**Aim**
Report every line of the material below that contains the string "shirt".

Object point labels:

★ ★ ★ ★

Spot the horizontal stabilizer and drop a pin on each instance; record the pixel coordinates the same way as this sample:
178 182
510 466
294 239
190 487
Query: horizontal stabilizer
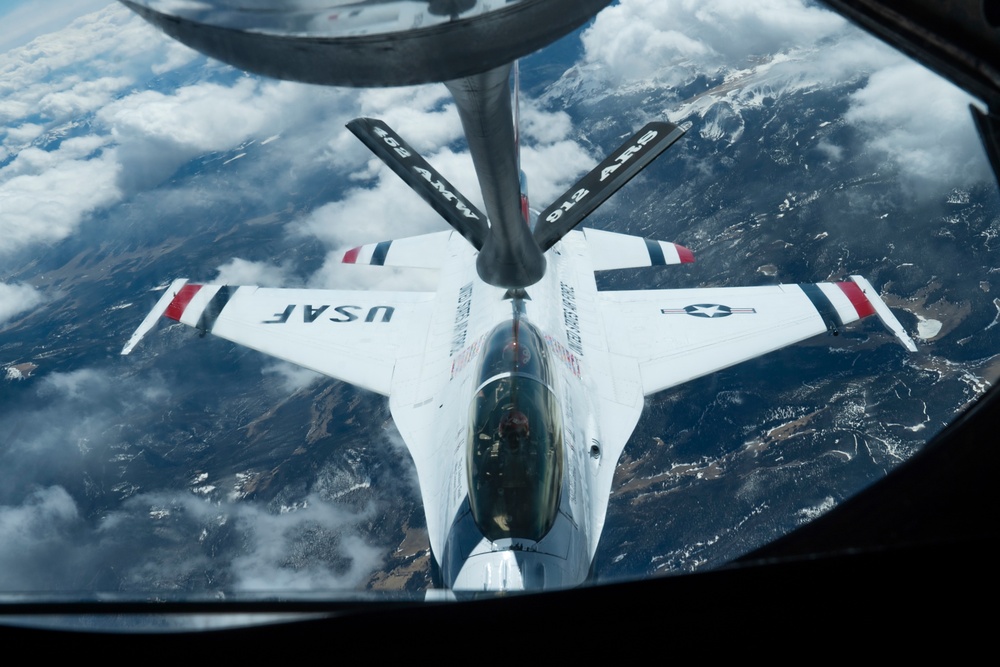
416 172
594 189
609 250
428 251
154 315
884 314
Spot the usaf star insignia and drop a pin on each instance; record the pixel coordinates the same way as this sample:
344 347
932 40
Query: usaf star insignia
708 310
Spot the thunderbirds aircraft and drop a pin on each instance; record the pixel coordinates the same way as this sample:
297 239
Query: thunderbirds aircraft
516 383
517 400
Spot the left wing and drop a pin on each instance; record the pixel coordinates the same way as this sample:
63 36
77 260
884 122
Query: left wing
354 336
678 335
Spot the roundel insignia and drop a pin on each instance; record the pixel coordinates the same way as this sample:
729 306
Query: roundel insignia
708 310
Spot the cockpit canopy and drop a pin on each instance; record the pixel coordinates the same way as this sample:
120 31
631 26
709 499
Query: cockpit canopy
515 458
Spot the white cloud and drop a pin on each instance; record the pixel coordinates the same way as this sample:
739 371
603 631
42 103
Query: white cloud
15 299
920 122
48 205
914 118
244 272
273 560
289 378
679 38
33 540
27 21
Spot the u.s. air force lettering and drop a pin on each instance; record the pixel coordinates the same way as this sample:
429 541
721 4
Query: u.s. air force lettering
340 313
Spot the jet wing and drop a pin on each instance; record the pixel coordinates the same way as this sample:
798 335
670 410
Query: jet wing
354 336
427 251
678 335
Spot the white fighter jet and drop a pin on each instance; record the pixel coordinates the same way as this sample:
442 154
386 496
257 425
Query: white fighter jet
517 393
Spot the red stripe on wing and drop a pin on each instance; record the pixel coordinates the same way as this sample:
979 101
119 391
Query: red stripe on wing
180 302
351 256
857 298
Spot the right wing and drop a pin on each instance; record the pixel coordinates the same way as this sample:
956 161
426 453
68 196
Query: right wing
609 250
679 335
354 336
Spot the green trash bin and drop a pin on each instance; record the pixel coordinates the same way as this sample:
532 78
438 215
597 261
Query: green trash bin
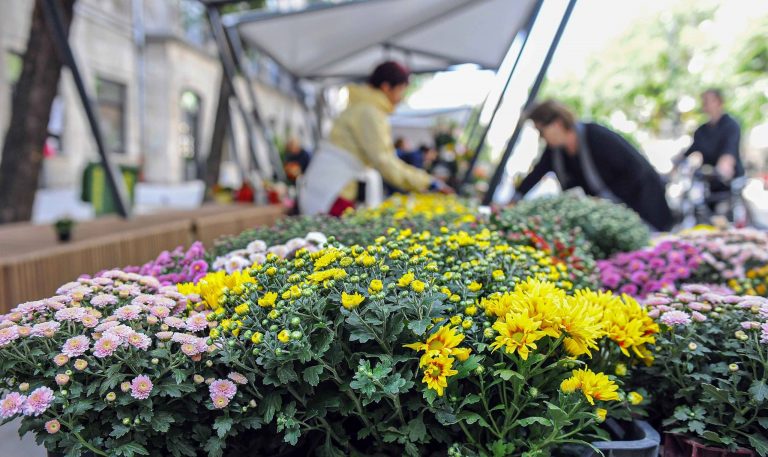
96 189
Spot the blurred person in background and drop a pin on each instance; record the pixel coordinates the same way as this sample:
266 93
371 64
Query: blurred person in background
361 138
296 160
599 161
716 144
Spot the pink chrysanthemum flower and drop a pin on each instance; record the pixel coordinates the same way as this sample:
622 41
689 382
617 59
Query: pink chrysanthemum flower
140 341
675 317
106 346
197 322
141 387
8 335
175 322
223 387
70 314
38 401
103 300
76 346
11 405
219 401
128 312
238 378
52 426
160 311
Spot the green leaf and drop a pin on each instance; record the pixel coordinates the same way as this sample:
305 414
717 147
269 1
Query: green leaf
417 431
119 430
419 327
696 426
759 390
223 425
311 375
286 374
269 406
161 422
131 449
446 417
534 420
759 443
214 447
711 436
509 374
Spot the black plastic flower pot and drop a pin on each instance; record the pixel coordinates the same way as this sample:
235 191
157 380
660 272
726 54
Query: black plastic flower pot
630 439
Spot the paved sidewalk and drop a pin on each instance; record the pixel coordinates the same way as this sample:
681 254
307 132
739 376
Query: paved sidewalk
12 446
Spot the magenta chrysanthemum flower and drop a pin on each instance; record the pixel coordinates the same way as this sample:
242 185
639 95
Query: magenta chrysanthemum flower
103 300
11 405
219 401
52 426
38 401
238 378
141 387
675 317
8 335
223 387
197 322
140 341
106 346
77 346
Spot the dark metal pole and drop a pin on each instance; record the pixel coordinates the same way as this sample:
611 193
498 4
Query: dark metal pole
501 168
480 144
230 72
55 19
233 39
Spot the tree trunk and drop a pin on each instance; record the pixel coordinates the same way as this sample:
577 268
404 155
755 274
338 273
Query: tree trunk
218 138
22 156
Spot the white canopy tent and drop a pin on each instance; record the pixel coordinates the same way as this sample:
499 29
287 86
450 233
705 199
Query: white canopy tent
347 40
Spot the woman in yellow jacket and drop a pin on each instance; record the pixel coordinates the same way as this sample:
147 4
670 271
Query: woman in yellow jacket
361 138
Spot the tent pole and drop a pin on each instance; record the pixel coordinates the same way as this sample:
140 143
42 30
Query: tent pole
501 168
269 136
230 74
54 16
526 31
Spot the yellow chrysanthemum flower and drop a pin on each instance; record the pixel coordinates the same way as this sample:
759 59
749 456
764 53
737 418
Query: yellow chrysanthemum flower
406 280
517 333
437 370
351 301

★ ★ ★ ★

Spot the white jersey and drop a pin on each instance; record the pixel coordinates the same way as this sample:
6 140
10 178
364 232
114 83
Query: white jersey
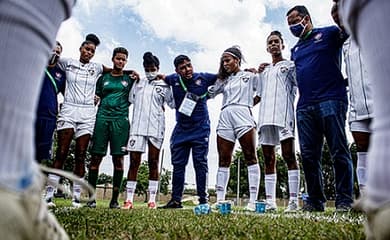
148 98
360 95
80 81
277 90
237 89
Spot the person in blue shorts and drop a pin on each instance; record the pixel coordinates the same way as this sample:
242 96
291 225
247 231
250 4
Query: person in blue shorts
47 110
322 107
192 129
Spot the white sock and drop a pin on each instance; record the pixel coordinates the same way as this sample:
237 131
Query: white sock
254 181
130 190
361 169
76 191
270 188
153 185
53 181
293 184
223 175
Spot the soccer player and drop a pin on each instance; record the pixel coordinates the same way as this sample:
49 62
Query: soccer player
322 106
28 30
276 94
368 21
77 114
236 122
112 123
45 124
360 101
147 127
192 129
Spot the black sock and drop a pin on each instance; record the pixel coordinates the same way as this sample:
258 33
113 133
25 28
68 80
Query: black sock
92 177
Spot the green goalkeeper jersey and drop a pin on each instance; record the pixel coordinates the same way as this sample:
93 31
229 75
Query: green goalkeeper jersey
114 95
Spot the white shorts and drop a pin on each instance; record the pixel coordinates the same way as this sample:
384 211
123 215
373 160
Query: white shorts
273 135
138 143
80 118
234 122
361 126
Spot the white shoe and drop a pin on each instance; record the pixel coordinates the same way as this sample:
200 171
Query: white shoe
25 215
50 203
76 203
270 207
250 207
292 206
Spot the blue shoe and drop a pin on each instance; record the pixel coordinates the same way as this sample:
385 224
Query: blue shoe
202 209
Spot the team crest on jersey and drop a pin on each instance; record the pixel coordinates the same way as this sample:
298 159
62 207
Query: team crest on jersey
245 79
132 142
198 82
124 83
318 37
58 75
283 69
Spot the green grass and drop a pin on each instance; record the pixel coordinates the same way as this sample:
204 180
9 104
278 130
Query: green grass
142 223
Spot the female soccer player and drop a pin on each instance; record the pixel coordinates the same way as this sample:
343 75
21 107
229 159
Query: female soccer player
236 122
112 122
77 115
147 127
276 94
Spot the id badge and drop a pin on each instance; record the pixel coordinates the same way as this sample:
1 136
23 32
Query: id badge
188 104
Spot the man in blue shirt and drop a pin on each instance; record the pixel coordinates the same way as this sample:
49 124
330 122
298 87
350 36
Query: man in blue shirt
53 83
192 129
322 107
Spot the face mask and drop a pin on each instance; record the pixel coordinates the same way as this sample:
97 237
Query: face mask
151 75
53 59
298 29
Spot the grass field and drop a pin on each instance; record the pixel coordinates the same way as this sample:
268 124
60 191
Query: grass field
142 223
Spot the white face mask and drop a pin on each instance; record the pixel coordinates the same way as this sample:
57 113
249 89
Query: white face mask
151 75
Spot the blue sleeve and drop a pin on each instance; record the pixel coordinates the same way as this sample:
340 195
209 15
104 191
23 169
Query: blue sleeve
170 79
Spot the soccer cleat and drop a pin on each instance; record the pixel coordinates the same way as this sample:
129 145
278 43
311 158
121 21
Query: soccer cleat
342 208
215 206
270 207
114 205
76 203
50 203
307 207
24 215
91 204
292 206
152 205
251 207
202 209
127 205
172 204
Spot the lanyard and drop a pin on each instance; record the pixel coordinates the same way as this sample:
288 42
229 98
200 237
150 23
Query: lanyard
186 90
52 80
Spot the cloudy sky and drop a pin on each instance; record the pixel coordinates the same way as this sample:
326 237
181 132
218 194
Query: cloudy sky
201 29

★ ★ ★ ★

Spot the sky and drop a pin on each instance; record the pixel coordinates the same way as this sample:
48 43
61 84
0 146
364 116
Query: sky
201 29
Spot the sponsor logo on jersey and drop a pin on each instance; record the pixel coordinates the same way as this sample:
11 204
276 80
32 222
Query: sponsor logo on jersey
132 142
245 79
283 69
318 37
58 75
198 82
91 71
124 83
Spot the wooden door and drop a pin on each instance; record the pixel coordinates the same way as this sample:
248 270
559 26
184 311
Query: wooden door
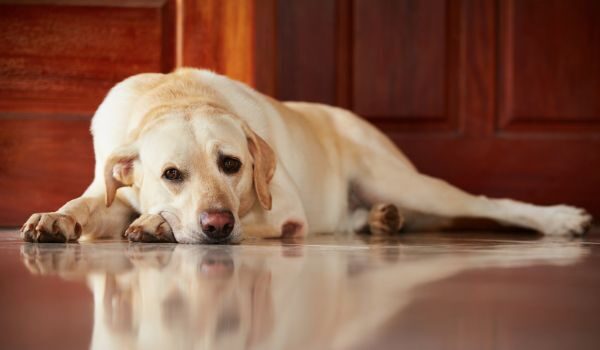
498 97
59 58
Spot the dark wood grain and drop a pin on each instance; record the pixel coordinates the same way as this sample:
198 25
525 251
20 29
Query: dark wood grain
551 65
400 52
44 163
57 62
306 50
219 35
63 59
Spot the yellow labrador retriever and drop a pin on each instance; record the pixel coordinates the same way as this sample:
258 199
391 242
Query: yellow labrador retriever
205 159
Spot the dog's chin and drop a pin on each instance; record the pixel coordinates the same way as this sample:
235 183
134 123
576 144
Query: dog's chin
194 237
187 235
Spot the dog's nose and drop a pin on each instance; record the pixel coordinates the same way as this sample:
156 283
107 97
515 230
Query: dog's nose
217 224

★ ★ ★ ★

**Complete answer**
Spot the man in blue shirt and drop a pin on each instance; record the pixel coordinates the same way as this sample:
Query: man in blue shirt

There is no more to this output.